**Goal**. Retype the turkey-stuffed peppers recipe below word for word, keeping every line as it appears.

**Text excerpt**.

Turkey-Stuffed Peppers image

A cheesy roux sauce defines this otherwise bland recipe. This recipe is kid- and diabetic-friendly. Spice it up with red pepper flakes.

Provided by Pam Smith

Categories     Main Dish Recipes     Stuffed Main Dish Recipes     Stuffed Bell Pepper Recipes

Time 55m

Yield 4

Number Of Ingredients 16

2 large red bell peppers, tops and seeds removed and halved lengthwise
2 tablespoons olive oil
1 pound ground turkey
2 small onions, chopped
1 (4 ounce) package sliced fresh mushrooms
6 cloves garlic, minced
2 tablespoons butter
2 tablespoons all-purpose flour
1 teaspoon salt
¼ teaspoon ground black pepper
1 cup milk
1 teaspoon half-and-half, or to taste
1 cup chopped tomatoes
½ cup shredded Cheddar cheese, divided
½ cup shredded Parmesan cheese
½ cup panko (Japanese bread crumbs)

Steps:

  • Preheat oven to 350 degrees F (175 degrees C). Grease a 1-quart baking dish.
  • Bring a large saucepan of water to a boil. Cook peppers in boiling water until slightly tender, about 3 minutes; drain and rinse with cold water until cooled.

**Stored data**.
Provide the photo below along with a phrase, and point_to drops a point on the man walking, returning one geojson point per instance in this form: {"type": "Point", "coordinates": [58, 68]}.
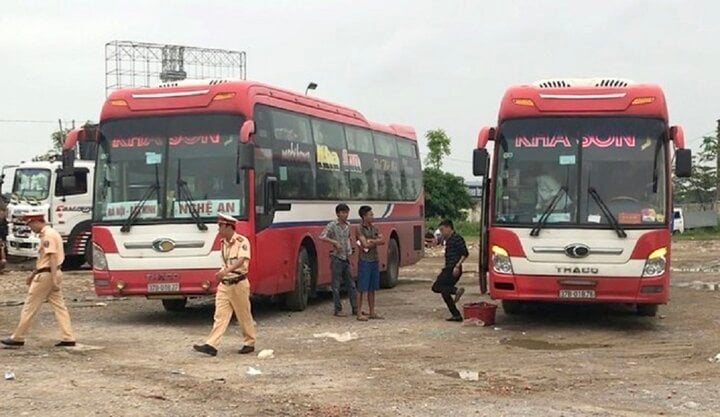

**Result of this exercise**.
Turkey-Stuffed Peppers image

A cheesy roux sauce defines this otherwise bland recipe. This recipe is kid- and diabetic-friendly. Spice it up with red pepper flakes.

Provided by Pam Smith

Categories     Main Dish Recipes     Stuffed Main Dish Recipes     Stuffed Bell Pepper Recipes

Time 55m

Yield 4

Number Of Ingredients 16

2 large red bell peppers, tops and seeds removed and halved lengthwise
2 tablespoons olive oil
1 pound ground turkey
2 small onions, chopped
1 (4 ounce) package sliced fresh mushrooms
6 cloves garlic, minced
2 tablespoons butter
2 tablespoons all-purpose flour
1 teaspoon salt
¼ teaspoon ground black pepper
1 cup milk
1 teaspoon half-and-half, or to taste
1 cup chopped tomatoes
½ cup shredded Cheddar cheese, divided
½ cup shredded Parmesan cheese
½ cup panko (Japanese bread crumbs)

Steps:

  • Preheat oven to 350 degrees F (175 degrees C). Grease a 1-quart baking dish.
  • Bring a large saucepan of water to a boil. Cook peppers in boiling water until slightly tender, about 3 minutes; drain and rinse with cold water until cooled.